[A run of records]
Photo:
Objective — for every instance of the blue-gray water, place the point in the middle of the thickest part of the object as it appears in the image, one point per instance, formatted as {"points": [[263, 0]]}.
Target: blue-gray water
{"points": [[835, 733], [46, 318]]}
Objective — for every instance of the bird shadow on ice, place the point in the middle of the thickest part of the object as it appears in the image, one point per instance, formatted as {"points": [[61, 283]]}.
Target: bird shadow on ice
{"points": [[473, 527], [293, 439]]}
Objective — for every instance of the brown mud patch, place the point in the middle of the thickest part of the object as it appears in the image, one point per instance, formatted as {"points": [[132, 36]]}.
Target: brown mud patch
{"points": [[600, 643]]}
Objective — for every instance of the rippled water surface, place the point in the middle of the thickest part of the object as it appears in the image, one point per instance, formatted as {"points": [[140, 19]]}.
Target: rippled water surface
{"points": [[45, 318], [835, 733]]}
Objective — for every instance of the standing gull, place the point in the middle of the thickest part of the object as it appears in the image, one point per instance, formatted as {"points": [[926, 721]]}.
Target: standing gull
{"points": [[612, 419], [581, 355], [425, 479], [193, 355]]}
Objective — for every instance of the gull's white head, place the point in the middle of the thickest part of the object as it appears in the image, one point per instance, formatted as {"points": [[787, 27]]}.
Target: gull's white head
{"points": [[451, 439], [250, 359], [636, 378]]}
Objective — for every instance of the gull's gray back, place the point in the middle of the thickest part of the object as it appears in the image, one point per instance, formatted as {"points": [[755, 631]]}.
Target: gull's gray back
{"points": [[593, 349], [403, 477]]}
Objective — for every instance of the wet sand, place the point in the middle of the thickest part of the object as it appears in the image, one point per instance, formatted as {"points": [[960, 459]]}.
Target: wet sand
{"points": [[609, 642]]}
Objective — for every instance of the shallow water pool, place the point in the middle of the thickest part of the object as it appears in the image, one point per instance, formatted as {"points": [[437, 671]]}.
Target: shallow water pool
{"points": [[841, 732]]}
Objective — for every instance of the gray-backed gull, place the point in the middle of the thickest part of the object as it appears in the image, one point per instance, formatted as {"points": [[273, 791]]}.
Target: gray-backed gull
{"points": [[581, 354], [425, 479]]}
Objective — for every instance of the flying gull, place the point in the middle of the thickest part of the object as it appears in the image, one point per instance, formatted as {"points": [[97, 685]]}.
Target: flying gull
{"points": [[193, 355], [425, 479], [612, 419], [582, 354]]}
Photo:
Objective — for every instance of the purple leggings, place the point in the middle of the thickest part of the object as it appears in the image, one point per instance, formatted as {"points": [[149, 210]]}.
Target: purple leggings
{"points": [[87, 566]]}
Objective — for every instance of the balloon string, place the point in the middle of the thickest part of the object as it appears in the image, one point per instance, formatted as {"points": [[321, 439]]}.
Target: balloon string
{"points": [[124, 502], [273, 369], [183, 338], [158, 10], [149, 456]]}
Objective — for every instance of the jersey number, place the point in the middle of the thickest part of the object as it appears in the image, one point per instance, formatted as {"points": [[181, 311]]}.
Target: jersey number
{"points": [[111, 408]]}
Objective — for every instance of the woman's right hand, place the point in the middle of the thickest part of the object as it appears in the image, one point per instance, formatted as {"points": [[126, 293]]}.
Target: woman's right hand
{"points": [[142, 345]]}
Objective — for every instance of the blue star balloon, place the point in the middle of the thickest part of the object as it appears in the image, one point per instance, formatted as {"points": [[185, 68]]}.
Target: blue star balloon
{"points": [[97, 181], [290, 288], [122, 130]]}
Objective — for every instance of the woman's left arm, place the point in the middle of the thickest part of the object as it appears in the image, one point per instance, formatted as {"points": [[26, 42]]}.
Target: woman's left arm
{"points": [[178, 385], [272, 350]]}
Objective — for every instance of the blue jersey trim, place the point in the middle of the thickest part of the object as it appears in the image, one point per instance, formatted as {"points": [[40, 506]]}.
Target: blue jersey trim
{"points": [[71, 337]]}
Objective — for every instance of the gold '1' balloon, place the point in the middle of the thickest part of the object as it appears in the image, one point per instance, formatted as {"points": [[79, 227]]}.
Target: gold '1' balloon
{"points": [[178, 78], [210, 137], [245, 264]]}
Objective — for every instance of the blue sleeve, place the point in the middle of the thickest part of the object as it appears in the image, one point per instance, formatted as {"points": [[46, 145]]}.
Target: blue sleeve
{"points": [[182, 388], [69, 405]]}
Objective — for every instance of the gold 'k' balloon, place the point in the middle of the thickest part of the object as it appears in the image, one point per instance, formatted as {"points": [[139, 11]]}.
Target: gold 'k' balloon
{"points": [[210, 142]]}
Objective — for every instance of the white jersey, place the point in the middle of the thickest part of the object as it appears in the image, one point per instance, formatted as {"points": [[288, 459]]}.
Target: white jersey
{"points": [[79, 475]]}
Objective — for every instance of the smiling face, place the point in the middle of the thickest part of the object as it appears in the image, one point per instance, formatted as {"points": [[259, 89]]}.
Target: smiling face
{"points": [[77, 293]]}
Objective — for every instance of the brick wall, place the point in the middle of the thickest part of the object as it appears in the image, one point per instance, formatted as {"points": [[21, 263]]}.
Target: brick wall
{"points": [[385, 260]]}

STATED PROBLEM:
Extract, verbatim, the lines from the one containing "Objective — for every instance of the blue jersey" through the last line of the listing above.

ANSWER TO THIS TASK:
Objective — for every instance of the blue jersey trim, place the point in the middle of the thickest part of the object as it appears in the image, one point per instance, formatted as {"points": [[40, 506]]}.
Target: blue jersey trim
{"points": [[71, 337]]}
Objective — for every instance of the gold '1' balloon, place the point in the middle of the thickest part of the object as it appears in the image, one point per instance, formatted as {"points": [[79, 227]]}.
Target: gold '1' balloon
{"points": [[178, 78], [210, 137], [245, 264]]}
Objective — for every instance of the blue sleeve, place the point in the middle of the thickest part of the object as it appears in the image, one point per instance, formatted as {"points": [[46, 145]]}.
Target: blue sleeve
{"points": [[182, 388], [69, 405]]}
Objective — for every instance of the gold 'k' balloon, place the point in the middle of the thickest part of the object as it appears in the image, one point per instance, formatted as {"points": [[139, 11]]}.
Target: gold 'k' balloon
{"points": [[210, 142]]}
Objective — for every instance of the white jersey, place the point in the middle of the thickest part of the object as it appears in the image, one point per instance, formatted as {"points": [[288, 459]]}.
Target: white jersey
{"points": [[79, 475]]}
Objective — for every instance of the smiling face, place the point in the middle of the thickest part of the object as it appears in the image, one point per instance, formatted as {"points": [[259, 89]]}.
Target: smiling face
{"points": [[77, 293]]}
Objective — for every instance of the brick wall, place the point in the middle of the thickest part of the object as it appears in the image, one point per instance, formatted as {"points": [[21, 263]]}.
Target: brick wall
{"points": [[385, 260]]}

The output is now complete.